# Strona
---*---

Jak gród wyglądał we wnętrzu? Był zasadniczo dwudzielny. Przez kilkadziesiąt lat, w XI wieku, świątynię otaczał drugi i mniejszy od zewnętrznego wał, wzniesiony już po tym wielkim. Ostatecznie wał oddzielający świątynię został zniwelowany pod koniec XI stulecia. Zgodnie z opisem Saxa:

W środku miasta znajdował się plac, na którym stała świątynia drewniana o misternej budowie, wzbudzająca cześć nie tylko wspaniałością nabożeństw, lecz boskością posągu w niej umieszczonego. Zewnętrzny jej obwód dokładną płaskorzeźbą się odznaczał, przedstawiając prostą i niewydoskonaloną sztuką malarską postacie najrozmaitszych rzeczy. Jedno tylko było wejście. Samą świątynię podwójny rząd ogrodzenia otaczał, z których zewnętrzne, ze ścian złożone, dach czerwony pokrywał, wewnętrzne czterema słupami podparte zamiast ścian świeciło czerwonymi zawieszonymi zasłonami i z zewnętrznymi ścianami było połączone tylko kilku poprzecznymi tramami. (Saxo, lib. XIV, c. 14, tłum. Gerarda Labudy)

---*---

# Dostarczony materiał
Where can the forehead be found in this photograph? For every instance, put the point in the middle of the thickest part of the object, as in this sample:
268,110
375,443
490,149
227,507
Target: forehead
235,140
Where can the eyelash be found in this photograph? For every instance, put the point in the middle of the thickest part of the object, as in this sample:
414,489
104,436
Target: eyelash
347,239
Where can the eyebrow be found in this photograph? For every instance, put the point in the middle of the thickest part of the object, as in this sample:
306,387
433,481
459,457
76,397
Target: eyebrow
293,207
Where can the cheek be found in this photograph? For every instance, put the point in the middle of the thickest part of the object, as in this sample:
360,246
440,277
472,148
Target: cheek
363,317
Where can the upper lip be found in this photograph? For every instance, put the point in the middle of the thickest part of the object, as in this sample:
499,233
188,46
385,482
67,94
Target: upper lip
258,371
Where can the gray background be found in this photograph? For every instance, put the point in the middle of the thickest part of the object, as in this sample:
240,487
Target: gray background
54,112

---*---

# Zadania do wykonania
a) Przytocz dosłownie fragment tekstu o świątyni w grodzie, zaczynając od „W środku miasta” i kończąc na „tłum. Gerarda Labudy)”.
b) Wymień wszystkie cechy wewnętrznego ogrodzenia świątyni, które podaje tekst o świątyni w grodzie.

# Oczekiwane odpowiedzi
a)
W środku miasta znajdował się plac, na którym stała świątynia drewniana o misternej budowie, wzbudzająca cześć nie tylko wspaniałością nabożeństw, lecz boskością posągu w niej umieszczonego. Zewnętrzny jej obwód dokładną płaskorzeźbą się odznaczał, przedstawiając prostą i niewydoskonaloną sztuką malarską postacie najrozmaitszych rzeczy. Jedno tylko było wejście. Samą świątynię podwójny rząd ogrodzenia otaczał, z których zewnętrzne, ze ścian złożone, dach czerwony pokrywał, wewnętrzne czterema słupami podparte zamiast ścian świeciło czerwonymi zawieszonymi zasłonami i z zewnętrznymi ścianami było połączone tylko kilku poprzecznymi tramami. (Saxo, lib. XIV, c. 14, tłum. Gerarda Labudy)

b)
- Było podparte czterema słupami zamiast ścian.
- Świeciło czerwonymi zawieszonymi zasłonami.
- Z zewnętrznymi ścianami było połączone tylko kilku poprzecznymi tramami.